(INSTRUCTION):
Pull out each of the lines below that contains the word "sticker", and match its case exactly.

(EXCERPTED RECORDS):

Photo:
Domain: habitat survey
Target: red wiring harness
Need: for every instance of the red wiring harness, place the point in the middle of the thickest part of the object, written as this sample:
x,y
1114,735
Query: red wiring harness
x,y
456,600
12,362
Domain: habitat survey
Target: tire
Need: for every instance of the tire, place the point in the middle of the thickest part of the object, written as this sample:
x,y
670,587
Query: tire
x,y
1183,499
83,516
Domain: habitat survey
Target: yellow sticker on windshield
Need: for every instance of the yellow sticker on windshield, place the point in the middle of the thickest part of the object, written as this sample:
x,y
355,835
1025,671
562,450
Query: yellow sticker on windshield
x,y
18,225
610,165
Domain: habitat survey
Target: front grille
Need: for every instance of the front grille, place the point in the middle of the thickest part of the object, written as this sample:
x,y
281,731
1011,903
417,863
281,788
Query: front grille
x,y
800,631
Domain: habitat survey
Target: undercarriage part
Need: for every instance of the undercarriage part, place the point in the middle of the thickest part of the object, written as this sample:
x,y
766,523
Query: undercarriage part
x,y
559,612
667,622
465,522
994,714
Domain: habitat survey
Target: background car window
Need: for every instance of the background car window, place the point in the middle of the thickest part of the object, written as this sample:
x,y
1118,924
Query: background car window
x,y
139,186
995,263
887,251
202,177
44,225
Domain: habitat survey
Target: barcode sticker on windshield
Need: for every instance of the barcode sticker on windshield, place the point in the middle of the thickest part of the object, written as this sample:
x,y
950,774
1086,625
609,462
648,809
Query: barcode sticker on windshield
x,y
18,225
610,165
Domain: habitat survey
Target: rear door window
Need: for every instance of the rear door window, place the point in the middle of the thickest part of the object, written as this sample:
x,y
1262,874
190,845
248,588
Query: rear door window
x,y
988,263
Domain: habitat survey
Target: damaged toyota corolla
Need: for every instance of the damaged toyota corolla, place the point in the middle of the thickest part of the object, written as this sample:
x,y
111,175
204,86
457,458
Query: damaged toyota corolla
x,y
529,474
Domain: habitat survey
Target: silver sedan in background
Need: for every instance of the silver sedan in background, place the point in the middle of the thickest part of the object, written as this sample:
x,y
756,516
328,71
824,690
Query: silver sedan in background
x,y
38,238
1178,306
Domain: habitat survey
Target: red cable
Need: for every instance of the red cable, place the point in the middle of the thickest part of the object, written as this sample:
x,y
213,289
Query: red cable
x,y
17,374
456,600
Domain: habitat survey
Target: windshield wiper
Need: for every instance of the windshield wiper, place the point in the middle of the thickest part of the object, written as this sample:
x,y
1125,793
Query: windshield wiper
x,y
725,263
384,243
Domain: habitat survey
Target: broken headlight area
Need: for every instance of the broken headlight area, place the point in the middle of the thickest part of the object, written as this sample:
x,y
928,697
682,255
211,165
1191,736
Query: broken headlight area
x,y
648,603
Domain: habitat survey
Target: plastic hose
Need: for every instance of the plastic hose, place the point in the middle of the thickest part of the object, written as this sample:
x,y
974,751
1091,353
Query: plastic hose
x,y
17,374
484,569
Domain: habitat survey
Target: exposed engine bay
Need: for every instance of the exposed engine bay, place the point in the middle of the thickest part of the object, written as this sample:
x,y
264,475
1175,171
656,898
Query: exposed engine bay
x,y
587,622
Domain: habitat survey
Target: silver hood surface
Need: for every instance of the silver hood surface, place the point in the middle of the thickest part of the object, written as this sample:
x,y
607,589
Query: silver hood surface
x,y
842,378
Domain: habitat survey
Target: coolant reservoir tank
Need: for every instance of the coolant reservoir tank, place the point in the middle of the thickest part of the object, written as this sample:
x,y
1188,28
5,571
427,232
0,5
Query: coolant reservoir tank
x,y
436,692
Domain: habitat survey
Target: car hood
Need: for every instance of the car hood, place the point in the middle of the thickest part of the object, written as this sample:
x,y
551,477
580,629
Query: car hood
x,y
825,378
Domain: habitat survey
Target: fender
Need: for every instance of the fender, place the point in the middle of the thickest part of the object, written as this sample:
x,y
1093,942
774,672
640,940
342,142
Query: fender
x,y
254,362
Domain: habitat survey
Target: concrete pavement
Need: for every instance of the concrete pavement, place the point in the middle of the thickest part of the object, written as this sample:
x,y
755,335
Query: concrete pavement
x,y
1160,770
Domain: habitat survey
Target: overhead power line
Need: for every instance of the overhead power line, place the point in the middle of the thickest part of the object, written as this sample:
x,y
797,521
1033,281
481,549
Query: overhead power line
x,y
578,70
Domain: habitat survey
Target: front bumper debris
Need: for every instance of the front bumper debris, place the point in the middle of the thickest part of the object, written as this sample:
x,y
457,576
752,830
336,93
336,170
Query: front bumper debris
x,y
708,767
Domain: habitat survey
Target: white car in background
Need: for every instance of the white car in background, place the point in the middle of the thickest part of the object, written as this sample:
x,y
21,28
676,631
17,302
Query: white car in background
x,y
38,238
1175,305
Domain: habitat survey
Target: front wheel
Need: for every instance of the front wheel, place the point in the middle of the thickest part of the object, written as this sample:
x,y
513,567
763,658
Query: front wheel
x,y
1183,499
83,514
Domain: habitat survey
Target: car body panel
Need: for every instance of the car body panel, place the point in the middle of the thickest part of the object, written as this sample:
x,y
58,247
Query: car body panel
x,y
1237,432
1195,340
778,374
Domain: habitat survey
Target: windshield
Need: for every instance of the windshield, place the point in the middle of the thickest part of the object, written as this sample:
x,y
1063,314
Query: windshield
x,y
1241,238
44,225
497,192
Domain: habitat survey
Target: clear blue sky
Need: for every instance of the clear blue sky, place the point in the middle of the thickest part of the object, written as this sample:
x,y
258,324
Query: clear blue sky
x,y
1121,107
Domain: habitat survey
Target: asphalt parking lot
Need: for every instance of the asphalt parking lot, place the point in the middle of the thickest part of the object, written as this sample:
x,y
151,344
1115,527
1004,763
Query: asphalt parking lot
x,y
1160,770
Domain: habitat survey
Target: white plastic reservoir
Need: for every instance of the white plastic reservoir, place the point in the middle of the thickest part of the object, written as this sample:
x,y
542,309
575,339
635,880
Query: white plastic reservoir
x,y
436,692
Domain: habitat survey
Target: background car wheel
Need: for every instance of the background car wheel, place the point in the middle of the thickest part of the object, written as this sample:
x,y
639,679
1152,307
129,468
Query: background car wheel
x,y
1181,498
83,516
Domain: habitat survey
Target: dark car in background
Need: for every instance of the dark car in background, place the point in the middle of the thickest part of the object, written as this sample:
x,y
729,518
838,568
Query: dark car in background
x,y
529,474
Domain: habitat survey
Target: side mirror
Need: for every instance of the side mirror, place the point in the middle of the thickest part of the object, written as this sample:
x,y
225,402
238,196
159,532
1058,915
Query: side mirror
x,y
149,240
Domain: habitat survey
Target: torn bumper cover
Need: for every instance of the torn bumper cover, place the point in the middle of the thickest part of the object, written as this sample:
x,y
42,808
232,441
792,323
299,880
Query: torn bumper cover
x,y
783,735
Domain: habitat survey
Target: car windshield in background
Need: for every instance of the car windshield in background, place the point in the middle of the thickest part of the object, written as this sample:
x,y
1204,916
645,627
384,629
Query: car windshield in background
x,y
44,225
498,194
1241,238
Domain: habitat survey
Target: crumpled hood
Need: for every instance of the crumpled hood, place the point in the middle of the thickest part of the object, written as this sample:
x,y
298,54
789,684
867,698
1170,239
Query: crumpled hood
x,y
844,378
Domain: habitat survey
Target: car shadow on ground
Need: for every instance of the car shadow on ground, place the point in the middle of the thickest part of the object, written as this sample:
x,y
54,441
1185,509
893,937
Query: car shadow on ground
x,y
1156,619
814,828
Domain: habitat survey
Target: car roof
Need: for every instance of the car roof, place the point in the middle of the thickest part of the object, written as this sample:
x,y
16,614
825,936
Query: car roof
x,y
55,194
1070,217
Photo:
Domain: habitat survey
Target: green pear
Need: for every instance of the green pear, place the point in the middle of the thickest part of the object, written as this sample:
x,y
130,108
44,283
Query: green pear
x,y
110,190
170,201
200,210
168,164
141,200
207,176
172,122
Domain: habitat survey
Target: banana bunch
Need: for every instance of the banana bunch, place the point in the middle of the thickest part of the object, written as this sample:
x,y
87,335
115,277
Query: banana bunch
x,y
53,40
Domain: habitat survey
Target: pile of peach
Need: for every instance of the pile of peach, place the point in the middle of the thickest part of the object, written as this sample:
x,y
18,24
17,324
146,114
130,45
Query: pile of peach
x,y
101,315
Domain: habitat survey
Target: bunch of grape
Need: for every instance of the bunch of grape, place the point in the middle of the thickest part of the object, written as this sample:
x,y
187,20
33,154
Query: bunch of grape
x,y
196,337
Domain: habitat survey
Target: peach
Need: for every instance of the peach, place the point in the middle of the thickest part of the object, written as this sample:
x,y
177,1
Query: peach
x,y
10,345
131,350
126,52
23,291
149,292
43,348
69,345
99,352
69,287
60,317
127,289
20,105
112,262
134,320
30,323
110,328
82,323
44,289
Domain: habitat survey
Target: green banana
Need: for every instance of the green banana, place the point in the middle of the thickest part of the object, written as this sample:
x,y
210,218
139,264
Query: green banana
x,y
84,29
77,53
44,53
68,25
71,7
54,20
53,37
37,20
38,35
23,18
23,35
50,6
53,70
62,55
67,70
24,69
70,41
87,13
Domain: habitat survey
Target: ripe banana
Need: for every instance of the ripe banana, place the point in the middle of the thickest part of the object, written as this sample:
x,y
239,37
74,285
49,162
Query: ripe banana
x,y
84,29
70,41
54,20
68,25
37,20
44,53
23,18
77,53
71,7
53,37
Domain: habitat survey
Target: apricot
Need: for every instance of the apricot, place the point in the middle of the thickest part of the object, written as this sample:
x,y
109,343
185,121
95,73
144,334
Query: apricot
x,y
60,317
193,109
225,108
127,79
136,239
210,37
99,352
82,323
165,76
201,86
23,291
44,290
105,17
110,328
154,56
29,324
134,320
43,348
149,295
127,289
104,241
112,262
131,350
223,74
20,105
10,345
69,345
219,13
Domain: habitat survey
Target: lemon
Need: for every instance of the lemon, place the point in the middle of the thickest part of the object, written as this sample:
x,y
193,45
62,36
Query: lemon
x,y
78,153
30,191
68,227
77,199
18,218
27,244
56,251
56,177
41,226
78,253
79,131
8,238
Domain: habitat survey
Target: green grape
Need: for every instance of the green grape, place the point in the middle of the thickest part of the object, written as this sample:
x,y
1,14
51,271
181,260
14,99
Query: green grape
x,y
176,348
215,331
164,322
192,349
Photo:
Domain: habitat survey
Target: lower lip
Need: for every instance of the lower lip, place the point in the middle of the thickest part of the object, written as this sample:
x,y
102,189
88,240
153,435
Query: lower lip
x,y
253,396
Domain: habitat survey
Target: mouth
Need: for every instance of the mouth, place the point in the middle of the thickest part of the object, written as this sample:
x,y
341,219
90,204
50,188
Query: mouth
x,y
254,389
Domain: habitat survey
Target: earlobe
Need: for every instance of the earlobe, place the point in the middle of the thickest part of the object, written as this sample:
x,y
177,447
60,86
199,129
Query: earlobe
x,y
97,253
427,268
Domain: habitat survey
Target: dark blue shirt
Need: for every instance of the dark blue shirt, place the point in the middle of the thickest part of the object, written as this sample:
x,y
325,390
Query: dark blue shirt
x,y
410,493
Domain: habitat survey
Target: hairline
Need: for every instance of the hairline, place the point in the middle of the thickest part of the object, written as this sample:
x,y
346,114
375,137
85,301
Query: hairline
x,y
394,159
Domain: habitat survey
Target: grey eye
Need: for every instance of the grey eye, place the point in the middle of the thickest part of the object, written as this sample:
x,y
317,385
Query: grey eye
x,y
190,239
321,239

(WRITTEN ANSWER):
Target: yellow sticker on windshield
Need: for every instance of the yellow sticker on windshield, place the point in the middle of the thickest part of the object, written as this sample:
Query: yellow sticker on windshield
Target: barcode sticker on windshield
Need: for every instance of the barcode sticker on windshield, place the point in the middle of the thickest part of the object, written as this sample:
Query: barcode sticker on windshield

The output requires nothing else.